■ Input data:
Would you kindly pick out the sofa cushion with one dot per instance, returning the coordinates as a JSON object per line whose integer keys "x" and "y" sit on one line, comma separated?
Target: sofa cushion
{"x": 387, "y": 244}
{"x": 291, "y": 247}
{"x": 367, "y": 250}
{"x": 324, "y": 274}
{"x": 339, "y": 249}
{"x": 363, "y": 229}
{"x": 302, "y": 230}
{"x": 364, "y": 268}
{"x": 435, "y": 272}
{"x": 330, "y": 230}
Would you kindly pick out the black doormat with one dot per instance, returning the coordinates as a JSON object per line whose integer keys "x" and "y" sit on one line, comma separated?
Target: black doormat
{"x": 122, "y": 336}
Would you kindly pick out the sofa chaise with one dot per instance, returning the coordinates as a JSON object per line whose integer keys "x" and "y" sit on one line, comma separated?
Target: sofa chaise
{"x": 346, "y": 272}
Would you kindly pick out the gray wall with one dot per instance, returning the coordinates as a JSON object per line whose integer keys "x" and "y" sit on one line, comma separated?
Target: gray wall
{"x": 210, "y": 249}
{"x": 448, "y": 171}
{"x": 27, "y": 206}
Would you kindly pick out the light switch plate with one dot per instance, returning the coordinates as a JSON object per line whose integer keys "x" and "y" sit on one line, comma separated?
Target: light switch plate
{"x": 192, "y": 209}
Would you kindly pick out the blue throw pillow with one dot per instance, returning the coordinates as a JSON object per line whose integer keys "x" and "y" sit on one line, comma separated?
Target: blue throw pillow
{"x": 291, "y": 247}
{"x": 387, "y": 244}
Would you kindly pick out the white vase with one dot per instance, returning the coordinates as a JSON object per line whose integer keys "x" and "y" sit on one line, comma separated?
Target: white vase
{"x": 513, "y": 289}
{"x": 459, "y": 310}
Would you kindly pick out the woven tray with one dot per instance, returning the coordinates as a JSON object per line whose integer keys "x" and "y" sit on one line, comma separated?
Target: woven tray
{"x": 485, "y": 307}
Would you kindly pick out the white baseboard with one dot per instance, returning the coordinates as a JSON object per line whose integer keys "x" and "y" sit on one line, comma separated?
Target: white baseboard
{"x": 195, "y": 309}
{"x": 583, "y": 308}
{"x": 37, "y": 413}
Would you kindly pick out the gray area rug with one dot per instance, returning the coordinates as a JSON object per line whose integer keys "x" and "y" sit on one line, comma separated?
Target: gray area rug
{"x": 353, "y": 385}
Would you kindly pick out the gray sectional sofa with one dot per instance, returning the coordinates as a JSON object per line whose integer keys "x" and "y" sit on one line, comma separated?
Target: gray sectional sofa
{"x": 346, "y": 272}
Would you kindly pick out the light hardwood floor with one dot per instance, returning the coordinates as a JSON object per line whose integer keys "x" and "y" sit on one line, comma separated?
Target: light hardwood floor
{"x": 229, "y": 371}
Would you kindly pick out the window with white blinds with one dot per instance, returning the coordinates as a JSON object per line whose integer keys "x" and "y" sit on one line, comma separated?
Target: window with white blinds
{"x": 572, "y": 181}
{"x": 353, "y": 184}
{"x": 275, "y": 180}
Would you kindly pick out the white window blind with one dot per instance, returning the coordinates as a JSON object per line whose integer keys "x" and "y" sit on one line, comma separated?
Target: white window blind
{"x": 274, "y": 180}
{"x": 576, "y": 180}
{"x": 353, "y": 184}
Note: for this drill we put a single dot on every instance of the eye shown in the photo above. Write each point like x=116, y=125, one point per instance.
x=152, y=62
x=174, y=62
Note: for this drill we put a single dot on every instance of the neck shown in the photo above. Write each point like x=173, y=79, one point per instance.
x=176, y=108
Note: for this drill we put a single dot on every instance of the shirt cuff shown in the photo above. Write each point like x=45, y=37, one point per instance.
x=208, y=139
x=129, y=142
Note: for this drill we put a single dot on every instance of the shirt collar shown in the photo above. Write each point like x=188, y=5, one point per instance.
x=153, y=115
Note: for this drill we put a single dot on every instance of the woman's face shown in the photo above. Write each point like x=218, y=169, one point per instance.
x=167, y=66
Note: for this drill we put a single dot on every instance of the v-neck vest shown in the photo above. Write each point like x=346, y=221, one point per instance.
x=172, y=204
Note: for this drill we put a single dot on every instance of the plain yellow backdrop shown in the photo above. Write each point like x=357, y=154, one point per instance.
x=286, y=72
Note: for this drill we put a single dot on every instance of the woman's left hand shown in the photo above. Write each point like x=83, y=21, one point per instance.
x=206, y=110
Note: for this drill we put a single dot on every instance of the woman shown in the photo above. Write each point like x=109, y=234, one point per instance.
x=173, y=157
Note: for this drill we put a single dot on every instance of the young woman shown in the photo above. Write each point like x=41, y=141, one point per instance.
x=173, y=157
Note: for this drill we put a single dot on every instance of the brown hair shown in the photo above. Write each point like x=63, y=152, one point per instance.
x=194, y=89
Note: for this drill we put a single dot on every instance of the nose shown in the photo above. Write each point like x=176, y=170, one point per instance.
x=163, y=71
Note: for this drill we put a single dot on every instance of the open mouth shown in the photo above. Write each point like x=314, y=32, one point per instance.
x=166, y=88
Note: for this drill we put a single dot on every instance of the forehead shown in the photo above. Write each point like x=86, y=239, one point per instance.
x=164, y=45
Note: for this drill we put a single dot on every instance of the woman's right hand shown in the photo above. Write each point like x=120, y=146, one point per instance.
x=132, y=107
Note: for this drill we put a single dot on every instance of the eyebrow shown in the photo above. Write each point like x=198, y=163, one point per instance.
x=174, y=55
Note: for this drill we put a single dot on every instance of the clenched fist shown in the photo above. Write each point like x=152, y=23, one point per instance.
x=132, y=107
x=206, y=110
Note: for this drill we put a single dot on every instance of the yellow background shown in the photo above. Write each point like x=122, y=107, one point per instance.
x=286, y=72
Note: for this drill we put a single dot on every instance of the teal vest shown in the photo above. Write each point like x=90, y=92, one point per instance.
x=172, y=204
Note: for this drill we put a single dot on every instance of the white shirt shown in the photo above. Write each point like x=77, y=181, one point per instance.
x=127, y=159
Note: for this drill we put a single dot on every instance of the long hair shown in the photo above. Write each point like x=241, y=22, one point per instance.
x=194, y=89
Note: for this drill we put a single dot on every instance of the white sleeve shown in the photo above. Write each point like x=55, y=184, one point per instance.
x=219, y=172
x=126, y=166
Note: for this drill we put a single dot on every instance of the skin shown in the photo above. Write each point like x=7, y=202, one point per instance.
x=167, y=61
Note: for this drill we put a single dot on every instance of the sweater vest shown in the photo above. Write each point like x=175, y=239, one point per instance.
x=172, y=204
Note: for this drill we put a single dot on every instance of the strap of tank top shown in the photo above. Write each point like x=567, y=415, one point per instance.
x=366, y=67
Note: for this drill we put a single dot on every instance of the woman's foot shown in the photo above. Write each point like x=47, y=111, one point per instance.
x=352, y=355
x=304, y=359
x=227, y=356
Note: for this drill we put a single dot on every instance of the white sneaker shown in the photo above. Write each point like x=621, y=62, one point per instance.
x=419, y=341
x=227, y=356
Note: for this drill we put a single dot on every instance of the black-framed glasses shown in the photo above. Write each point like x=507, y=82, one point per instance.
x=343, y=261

■ Aim of the task: Print the records again in full, exactly as they appear above.

■ Output of the task:
Would you kindly pick out the sofa cushion with one dot per instance, returning the coordinates as a JSON object per line whose integer keys "x" and "y" sit on one line, comma separated?
Target: sofa cushion
{"x": 387, "y": 244}
{"x": 291, "y": 247}
{"x": 367, "y": 250}
{"x": 324, "y": 274}
{"x": 339, "y": 249}
{"x": 363, "y": 229}
{"x": 302, "y": 230}
{"x": 364, "y": 268}
{"x": 435, "y": 272}
{"x": 330, "y": 230}
Would you kindly pick out the black doormat with one dot per instance, returning the coordinates as a JSON object per line whose integer keys "x" and "y" sit on one line, comma separated?
Target: black doormat
{"x": 122, "y": 336}
Would you kindly pick out the sofa chaise with one dot per instance, returning the coordinates as a JSON object per line whose integer keys "x" and "y" sit on one line, comma separated?
Target: sofa chaise
{"x": 346, "y": 272}
Would you kindly pick out the gray wall with one dot per instance, returning the coordinates as a JSON object per line whose integer keys "x" and "y" sit on one line, comma separated?
Target: gray wall
{"x": 210, "y": 249}
{"x": 448, "y": 171}
{"x": 27, "y": 206}
Would you kindly pick out the light switch plate with one dot per instance, returning the coordinates as a JSON object per line whose integer keys "x" and "y" sit on one line, comma separated?
Target: light switch plate
{"x": 192, "y": 209}
Would you kindly pick out the blue throw pillow with one dot per instance, returning the coordinates as a JSON object per line whose integer keys "x" and "y" sit on one line, comma separated?
Target: blue throw pillow
{"x": 291, "y": 247}
{"x": 387, "y": 244}
Would you kindly pick out the white vase with one dot per instance, returning the coordinates as a JSON object per line whose integer keys "x" and "y" sit on one line, comma separated?
Target: white vase
{"x": 513, "y": 289}
{"x": 459, "y": 310}
Would you kindly pick out the woven tray with one dot per instance, returning the coordinates as a JSON object per line whose integer keys "x" and "y" sit on one line, comma separated?
Target: woven tray
{"x": 485, "y": 307}
Would you kindly pick out the white baseboard with one dot per instance, returning the coordinates as a JSON object per line whose integer keys "x" and "y" sit on one line, comma separated?
Target: white baseboard
{"x": 195, "y": 309}
{"x": 583, "y": 308}
{"x": 37, "y": 413}
Would you kindly pick out the gray area rug with one dot per instance, returning the coordinates as a JSON object per line whose integer keys "x" and "y" sit on one line, comma separated?
Target: gray area rug
{"x": 353, "y": 385}
Would you kindly pick out the gray sectional sofa with one dot per instance, returning the coordinates as a JSON object per line whose integer keys "x" and "y" sit on one line, comma separated?
Target: gray sectional sofa
{"x": 346, "y": 272}
Would you kindly pick out the light hardwood floor with one dot per instance, returning the coordinates as a JSON object per line whose integer keys "x" and "y" sit on one line, comma separated?
Target: light hardwood floor
{"x": 229, "y": 371}
Would you kindly pick out the window with white blinds with one dot per instance, returning the coordinates as a JSON object per line whose integer keys "x" and "y" sit on one line, comma separated?
Target: window with white blinds
{"x": 572, "y": 181}
{"x": 353, "y": 184}
{"x": 275, "y": 180}
Would you kindly pick out the white window blind with one dot per instance, returning the coordinates as a JSON object per line whose integer keys "x" and "y" sit on one line, comma separated?
Target: white window blind
{"x": 274, "y": 180}
{"x": 576, "y": 180}
{"x": 353, "y": 184}
Note: for this drill we put a single dot on every instance of the eye shown in the photo above. Write each point like x=116, y=125, one point per instance.
x=152, y=62
x=174, y=62
Note: for this drill we put a single dot on every instance of the neck shown in the photo above. Write each point like x=173, y=79, one point per instance.
x=176, y=108
Note: for this drill we put a single dot on every instance of the shirt cuff shown in the photo above. Write each point like x=45, y=37, one point per instance.
x=208, y=139
x=129, y=142
Note: for this drill we put a single dot on every instance of the shirt collar shown in the photo above. Write each point like x=188, y=5, one point per instance.
x=153, y=115
Note: for this drill we put a single dot on every instance of the woman's face shown in the photo above. Write each point like x=218, y=169, one point per instance.
x=167, y=66
Note: for this drill we put a single dot on every instance of the v-neck vest shown in the photo above. Write each point like x=346, y=221, one point per instance.
x=172, y=204
Note: for this drill we put a single dot on every instance of the plain yellow backdrop shown in the photo above. Write each point like x=357, y=154, one point per instance.
x=286, y=72
Note: for this drill we put a single dot on every instance of the woman's left hand shown in the photo above. Write each point like x=83, y=21, one point per instance.
x=206, y=110
Note: for this drill we put a single dot on every instance of the woman shown in the photo above. Write each point like x=109, y=234, one point per instance.
x=173, y=157
Note: for this drill we put a single dot on every instance of the young woman shown in the photo above. Write each point like x=41, y=141, one point per instance.
x=173, y=157
Note: for this drill we put a single dot on every instance of the brown hair shown in the photo above. Write each point like x=63, y=152, one point per instance.
x=194, y=89
Note: for this drill we put a single dot on every instance of the nose shown in the photo above. Write each point like x=176, y=170, one point per instance.
x=163, y=71
Note: for this drill we put a single dot on every instance of the open mouth shown in the photo above. Write each point like x=314, y=32, one point per instance.
x=166, y=88
Note: for this drill we put a single dot on every instance of the forehead shown in the photo above. Write each point like x=86, y=239, one point per instance.
x=164, y=45
Note: for this drill we put a single dot on every instance of the woman's right hand shown in the photo above. Write each point like x=120, y=146, one point per instance.
x=132, y=107
Note: for this drill we put a single dot on every instance of the eyebrow shown in the photo above. Write each point like x=198, y=163, one point per instance.
x=174, y=55
Note: for this drill we put a single dot on every instance of the clenched fist shown in the photo above. Write each point like x=152, y=23, one point per instance.
x=132, y=107
x=206, y=110
Note: for this drill we put a single dot on every instance of the yellow background shown in the photo above. Write each point like x=122, y=107, one point per instance.
x=286, y=72
Note: for this drill we put a single dot on every instance of the teal vest shown in the photo above. Write each point like x=90, y=92, one point per instance.
x=172, y=204
Note: for this drill we put a single dot on every instance of the white shirt shown in the photo above. Write each point like x=77, y=181, one point per instance.
x=127, y=159
Note: for this drill we put a single dot on every instance of the long hair shown in the photo above. Write each point like x=241, y=22, one point per instance.
x=194, y=89
Note: for this drill we put a single dot on every instance of the white sleeve shown in the photo above. Write each point like x=55, y=184, one point per instance.
x=219, y=172
x=126, y=166
Note: for this drill we put a single dot on every instance of the skin shown in the photo above. Write each point like x=7, y=202, one point per instance.
x=167, y=61
Note: for this drill we put a single dot on every instance of the sweater vest shown in the photo above. Write each point like x=175, y=239, one point per instance.
x=172, y=204
Note: for this drill we put a single dot on every instance of the strap of tank top shown in the photo above. Write each point like x=567, y=415, one point per instance.
x=366, y=67
Note: for this drill we put a single dot on every instance of the woman's foot shown in the photo above. Write each point like x=47, y=111, one point per instance.
x=352, y=355
x=304, y=359
x=227, y=356
Note: for this drill we put a single dot on every instance of the white sneaker shown in the photo above. Write each point like x=621, y=62, one point per instance.
x=419, y=341
x=227, y=356
Note: for this drill we put a single dot on every instance of the black-framed glasses shown in the photo above. Write each point like x=507, y=82, one point per instance.
x=343, y=261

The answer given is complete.